Reproduce the lines of the items below verbatim, starting at the line that contains "Please identify the foliage" and ending with the last line of the items, both included.

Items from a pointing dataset
start

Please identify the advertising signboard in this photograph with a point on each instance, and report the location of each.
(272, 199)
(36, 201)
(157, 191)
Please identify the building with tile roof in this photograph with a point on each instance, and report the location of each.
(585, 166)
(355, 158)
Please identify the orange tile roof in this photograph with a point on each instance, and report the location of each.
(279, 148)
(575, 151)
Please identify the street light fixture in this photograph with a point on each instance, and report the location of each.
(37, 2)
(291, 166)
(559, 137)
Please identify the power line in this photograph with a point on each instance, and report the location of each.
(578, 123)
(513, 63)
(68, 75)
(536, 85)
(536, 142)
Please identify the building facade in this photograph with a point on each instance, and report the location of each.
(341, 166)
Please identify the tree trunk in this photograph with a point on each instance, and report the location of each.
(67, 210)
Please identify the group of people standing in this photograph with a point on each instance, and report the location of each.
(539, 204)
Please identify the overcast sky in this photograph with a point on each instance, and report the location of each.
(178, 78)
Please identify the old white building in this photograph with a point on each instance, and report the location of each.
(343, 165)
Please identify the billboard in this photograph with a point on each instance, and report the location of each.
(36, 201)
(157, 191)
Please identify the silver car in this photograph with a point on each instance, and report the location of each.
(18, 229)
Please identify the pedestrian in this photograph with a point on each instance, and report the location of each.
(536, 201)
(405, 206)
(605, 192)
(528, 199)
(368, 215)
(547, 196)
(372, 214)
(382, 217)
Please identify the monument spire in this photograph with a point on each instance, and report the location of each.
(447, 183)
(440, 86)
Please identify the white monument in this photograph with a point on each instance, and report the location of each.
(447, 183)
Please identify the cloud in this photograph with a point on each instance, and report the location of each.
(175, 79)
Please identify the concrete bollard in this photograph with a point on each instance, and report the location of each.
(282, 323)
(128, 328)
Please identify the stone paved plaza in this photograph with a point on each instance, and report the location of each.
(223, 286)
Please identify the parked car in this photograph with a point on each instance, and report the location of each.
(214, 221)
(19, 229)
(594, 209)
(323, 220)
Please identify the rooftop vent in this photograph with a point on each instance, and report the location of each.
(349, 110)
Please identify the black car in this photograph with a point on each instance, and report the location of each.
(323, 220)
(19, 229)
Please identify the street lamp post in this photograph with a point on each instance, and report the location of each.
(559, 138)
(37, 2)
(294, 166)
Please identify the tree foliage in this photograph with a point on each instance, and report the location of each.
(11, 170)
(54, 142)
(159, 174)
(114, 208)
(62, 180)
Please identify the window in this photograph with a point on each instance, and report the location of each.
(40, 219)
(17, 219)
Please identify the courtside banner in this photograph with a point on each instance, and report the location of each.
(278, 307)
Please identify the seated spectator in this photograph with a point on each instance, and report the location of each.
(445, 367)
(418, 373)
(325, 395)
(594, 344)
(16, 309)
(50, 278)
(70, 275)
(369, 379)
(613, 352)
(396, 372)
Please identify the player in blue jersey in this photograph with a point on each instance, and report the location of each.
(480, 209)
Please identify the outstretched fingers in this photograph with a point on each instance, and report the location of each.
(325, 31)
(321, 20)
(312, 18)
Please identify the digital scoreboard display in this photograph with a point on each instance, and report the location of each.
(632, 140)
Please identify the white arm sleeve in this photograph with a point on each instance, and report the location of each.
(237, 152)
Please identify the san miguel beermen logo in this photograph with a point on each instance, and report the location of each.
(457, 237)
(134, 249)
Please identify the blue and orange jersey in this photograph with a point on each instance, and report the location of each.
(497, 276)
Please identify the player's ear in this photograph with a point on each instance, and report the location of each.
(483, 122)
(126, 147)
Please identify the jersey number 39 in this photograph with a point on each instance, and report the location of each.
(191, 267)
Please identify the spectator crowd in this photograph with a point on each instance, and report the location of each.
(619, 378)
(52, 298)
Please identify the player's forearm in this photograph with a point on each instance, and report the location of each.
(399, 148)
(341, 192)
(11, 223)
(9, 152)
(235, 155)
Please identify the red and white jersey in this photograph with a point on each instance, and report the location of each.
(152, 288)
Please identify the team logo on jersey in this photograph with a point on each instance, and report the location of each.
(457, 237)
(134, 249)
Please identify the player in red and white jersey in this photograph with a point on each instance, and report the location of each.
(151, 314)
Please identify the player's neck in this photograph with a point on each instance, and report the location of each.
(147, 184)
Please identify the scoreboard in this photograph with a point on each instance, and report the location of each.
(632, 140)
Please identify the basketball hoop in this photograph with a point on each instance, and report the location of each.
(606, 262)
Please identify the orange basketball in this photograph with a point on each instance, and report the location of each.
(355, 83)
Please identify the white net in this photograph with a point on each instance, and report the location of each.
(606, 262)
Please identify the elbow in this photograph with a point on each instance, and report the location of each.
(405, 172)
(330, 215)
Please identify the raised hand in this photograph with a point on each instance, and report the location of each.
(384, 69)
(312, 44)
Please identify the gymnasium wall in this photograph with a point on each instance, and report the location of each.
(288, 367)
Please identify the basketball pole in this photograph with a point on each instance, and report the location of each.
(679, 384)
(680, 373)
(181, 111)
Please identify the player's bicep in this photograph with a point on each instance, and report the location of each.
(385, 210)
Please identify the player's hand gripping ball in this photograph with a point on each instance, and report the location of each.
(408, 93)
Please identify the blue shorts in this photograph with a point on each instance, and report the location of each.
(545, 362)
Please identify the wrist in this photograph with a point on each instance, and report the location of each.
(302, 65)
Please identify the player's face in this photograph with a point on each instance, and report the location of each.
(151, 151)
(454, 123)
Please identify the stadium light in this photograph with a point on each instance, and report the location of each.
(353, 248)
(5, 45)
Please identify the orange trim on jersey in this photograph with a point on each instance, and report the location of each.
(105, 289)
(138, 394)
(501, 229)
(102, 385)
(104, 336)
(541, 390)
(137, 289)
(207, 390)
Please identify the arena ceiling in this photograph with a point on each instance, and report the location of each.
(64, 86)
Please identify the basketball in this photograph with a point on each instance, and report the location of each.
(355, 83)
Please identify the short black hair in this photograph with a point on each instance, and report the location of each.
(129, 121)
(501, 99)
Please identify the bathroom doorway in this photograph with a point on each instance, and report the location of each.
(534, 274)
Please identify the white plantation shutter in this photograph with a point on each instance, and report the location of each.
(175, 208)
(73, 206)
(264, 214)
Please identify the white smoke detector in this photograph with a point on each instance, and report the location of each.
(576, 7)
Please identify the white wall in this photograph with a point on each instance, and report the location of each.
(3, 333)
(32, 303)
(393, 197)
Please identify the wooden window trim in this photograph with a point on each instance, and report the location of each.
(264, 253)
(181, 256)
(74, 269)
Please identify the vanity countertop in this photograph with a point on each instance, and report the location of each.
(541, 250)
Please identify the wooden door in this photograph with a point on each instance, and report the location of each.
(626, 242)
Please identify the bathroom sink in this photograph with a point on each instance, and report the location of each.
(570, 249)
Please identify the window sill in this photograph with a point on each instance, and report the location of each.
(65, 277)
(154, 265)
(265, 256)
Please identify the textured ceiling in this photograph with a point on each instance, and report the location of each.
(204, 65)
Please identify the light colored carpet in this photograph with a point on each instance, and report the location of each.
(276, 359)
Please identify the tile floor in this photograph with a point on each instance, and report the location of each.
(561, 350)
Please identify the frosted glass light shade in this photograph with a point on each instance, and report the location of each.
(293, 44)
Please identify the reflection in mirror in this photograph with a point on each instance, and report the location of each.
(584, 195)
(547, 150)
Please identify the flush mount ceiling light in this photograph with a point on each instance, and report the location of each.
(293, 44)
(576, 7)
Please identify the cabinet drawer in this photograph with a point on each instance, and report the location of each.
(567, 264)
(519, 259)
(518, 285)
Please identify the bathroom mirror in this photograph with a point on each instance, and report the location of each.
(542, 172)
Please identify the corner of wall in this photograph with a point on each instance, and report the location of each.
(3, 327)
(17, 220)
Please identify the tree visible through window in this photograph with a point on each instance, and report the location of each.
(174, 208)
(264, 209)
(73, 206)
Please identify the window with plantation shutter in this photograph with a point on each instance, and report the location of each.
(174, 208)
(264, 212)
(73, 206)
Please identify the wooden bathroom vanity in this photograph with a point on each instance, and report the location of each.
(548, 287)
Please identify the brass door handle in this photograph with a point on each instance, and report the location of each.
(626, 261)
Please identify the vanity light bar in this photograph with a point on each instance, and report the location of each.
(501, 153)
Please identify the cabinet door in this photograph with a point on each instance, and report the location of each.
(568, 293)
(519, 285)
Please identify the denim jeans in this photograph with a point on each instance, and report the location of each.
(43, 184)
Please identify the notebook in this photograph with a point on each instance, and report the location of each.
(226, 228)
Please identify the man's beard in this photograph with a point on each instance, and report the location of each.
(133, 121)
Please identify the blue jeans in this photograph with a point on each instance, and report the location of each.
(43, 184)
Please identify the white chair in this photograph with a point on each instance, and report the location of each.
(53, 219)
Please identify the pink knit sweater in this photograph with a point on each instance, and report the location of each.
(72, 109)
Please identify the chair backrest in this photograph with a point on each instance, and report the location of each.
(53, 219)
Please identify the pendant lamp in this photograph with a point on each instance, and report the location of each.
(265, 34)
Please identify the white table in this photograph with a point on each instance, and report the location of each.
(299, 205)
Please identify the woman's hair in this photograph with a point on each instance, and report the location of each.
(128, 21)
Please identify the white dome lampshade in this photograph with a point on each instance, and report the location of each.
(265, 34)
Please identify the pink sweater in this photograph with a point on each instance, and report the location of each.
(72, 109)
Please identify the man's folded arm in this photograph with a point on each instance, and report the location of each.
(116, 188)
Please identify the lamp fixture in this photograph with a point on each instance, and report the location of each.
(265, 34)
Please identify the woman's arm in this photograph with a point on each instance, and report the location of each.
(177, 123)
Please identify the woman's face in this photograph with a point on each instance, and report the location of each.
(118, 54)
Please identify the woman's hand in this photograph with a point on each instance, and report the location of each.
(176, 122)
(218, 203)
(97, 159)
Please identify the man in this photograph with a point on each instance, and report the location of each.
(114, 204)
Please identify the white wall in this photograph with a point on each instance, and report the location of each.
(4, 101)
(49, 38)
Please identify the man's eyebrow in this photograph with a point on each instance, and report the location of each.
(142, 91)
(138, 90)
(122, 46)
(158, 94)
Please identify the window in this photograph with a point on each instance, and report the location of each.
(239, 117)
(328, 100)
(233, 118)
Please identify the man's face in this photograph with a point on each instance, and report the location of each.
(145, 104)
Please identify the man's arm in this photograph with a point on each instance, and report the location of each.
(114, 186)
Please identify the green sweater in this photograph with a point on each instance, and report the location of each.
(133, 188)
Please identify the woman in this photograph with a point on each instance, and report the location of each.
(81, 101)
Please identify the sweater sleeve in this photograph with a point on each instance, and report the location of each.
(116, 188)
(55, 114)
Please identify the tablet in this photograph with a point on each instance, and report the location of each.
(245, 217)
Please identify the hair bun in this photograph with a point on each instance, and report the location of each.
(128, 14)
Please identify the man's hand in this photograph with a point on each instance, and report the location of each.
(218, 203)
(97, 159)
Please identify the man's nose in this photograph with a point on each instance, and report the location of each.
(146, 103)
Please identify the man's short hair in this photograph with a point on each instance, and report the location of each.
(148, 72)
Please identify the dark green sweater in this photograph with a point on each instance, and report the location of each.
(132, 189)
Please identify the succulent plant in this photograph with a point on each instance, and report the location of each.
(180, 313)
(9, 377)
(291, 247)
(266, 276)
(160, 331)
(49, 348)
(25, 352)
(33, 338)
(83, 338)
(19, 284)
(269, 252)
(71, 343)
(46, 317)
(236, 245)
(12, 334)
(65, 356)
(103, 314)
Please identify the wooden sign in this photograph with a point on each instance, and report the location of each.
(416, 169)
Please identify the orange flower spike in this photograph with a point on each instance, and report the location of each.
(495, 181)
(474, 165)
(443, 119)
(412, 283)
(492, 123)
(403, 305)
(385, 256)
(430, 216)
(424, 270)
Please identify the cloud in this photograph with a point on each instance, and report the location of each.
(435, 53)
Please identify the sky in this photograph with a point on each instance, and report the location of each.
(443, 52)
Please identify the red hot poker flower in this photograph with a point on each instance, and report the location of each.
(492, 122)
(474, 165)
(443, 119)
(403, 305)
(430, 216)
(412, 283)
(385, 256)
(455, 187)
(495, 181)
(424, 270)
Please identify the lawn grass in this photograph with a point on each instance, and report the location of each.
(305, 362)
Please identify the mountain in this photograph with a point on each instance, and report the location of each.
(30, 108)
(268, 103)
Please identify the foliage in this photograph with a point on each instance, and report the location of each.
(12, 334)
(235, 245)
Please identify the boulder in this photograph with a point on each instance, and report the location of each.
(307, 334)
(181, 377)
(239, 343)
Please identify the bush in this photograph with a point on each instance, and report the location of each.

end

_Task answer_
Please identify the foliage in this photograph with a point on each instance, and report the location of each.
(12, 334)
(235, 245)
Please identify the boulder in this photograph with a point on each instance, and report the location of each.
(307, 334)
(181, 377)
(239, 343)
Please identify the bush in this photograph with a point on each instance, and report the location of each.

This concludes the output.